*Texte source*
----------------

Il me faut m’expliquer sur ce titre. Avec mon associé, lorsque j’étais jeune et con – je suis désormais beaucoup moins jeune – nous avions l’habitude d’utiliser cette expression pour désigner nos concurrents. Une version potache – probablement homophobe et sexiste – de Jules-de-chez-Schmidt-d’en-face. C’était vraiment une habitude idiote qui ne reflétait pas grand chose de la réalité, d’ailleurs, puisque beaucoup de concurrents sont devenus des amis, j’en marie même deux le 25 juillet prochain, c’est dire. Bref, là où d’autres parlent poétiquement de la perfide Albion, nous, on disait « les enculés d’en face », voilà.
Vous me pardonnerez d’avoir cédé aux sirènes du web marketing pour vous attirer sur ce billet, avouez que ce titre n’y est pas pour rien. Et puisque vous êtes là, parlons de la concurrence.
Dans tous les modèles économiques, il y a un mec pas content qu’on lui pique son fromage. Et les modèles basés sur l’innovation disruptive n’y font pas exception. Les exemples suivants ont révolutionné leur marché – quand ils ne l’ont pas carrément créé – et ont fait sortir du bois les acteurs historiques pour des raisons financières évidentes mais pas toujours légitimes.
- Über nous a permis de constater l’ampleur du problème du numerus clausus des taxis, et de la capacité de nuisance de son lobby.
- Amazon a permis aux éditeurs et au gouvernement de se ridiculiser avec leur loi anti-amazon sur les frais de port.
- Kindle Unlimited a donné une seconde chance aux sus-nommés de s’enfoncer dans leur posture passéiste – ça n’engage que moi*.
- Wizzgo a permis à la télé de garder son petit pré-carré en jetant les bases de la monétisation du replay.
- Airbnb a permis à la corporation hôtelière de montrer les crocs et a déjà fait plier quelques municipalités qui ont pris des dispositions dissuasives – et probablement abusives – contre Airbnb
- Mediapart a permis à l’Etat de démontrer sa mauvaise foi en refusant d’appliquer le taux de TVA réduit en prétextant que Médiapart était un service en ligne et pas un organe de presse (Sic! Rappelons que le service Minitel du Monde bénéficie, lui, du taux réduit depuis sa création il y a looooongtemps, bien avant Internet et Médiapart)
- Google News a permis – en Espagne – à la presse de mordre allegrement la main qui la nourrissait gratuitement.
J’en passe et des meilleurs. A titre personnel, tous ces exemples m’évoquent un moine copiste qui dirait à Gutenberg :
« Vas-y, batard, t’es en train de me niquer le business ! »
L’histoire, à mon avis, jugera comme elle a jugé Gutenberg.
Dans chacun de ces exemples, nous sommes dans une situation où :
- une profession réglementée est atteinte plus ou moins directement ( taxis, hôtels )
- des droits d’auteurs s’appliquent supposément ( presse, TV )
- un lobby a décidé de faire chier pour pouvoir continuer à faire comme on a toujours fait, y a pas de raison de changer, d’ailleurs on a toujours fait comme ça ( hôtel, presse, taxi, TV, éditeurs )

----------------

*Jeu de données*
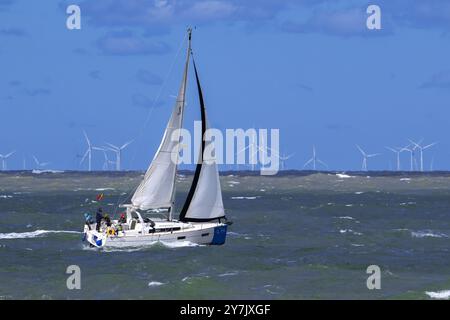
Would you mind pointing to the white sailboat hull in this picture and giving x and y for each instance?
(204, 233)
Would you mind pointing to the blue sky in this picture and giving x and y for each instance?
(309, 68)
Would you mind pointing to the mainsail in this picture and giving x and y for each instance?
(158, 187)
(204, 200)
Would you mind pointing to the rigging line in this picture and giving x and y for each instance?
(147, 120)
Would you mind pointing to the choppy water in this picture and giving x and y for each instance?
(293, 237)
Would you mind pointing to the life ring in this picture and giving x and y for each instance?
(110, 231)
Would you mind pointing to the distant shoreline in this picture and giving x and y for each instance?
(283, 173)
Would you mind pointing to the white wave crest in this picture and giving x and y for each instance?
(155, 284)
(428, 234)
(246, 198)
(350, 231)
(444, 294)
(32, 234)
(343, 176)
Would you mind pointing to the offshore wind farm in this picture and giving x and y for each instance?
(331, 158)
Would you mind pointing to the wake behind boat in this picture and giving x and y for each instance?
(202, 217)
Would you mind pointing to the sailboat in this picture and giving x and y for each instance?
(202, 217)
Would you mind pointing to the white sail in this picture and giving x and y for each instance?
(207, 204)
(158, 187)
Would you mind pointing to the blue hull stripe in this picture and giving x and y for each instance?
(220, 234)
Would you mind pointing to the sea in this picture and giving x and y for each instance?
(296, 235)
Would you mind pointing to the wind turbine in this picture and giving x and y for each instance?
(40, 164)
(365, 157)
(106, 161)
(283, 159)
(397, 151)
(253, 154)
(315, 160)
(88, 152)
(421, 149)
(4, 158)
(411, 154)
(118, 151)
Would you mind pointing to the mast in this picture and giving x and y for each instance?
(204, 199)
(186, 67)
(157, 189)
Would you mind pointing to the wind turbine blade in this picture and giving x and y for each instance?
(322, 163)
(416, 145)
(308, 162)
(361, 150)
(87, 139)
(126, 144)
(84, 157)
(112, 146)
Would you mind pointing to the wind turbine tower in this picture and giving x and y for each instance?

----------------

*Consignes de travail*
1. Répondez aux questions suivantes à partir du billet :
(a) À quelle date le billet situe-t-il le mariage de deux concurrents devenus amis ?
(b) Quel taux l'État a-t-il refusé d'appliquer à Mediapart ?
(c) Dans quel pays Google News est-il évoqué ?
2. Reproduisez sans la moindre modification le passage du billet qui commence par les mots « Dans tous les » et s'achève sur « frais de port. ».
Les enregistrements n'interviennent en rien ici.

*Corrigé par tâche*
1.
(a) Le 25 juillet prochain.
(b) Le taux de TVA réduit.
(c) En Espagne.

2.
Dans tous les modèles économiques, il y a un mec pas content qu’on lui pique son fromage. Et les modèles basés sur l’innovation disruptive n’y font pas exception. Les exemples suivants ont révolutionné leur marché – quand ils ne l’ont pas carrément créé – et ont fait sortir du bois les acteurs historiques pour des raisons financières évidentes mais pas toujours légitimes.
- Über nous a permis de constater l’ampleur du problème du numerus clausus des taxis, et de la capacité de nuisance de son lobby.
- Amazon a permis aux éditeurs et au gouvernement de se ridiculiser avec leur loi anti-amazon sur les frais de port.